Document passage =

Indeed going back to Oct. 2003 there was Washington Post/ABC News Poll that asked the same question (Question 49; full report .pdf):
Which would you prefer – (the current health insurance system in the United States, in which most people get their health insurance from private employers, but some people have no insurance); or (a universal health insurance program, in which everyone is covered under a program like Medicare that's run by the government and financed by taxpayers?)
62% = Universal
33% = Current
6% = No opinion
I would suggest that this shows that there has been a pretty stable 54-65% support for universal tax-based "expanded and improved Medicare for All" single payer.

Exercise data =
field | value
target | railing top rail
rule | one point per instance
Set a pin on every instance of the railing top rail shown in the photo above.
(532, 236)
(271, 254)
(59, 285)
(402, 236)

Exercise prompt = Summarize the passage above about the October 2003 health insurance poll in two sentences.

Completed exercise = An October 2003 Washington Post/ABC News Poll asked whether people preferred the current U.S. system, in which most get insurance from private employers but some have none, or a universal government-run program like Medicare financed by taxpayers, and 62% chose universal, 33% chose current, and 6% had no opinion. The writer suggests this shows pretty stable support of 54-65% for a universal, tax-based "expanded and improved Medicare for All" single payer system.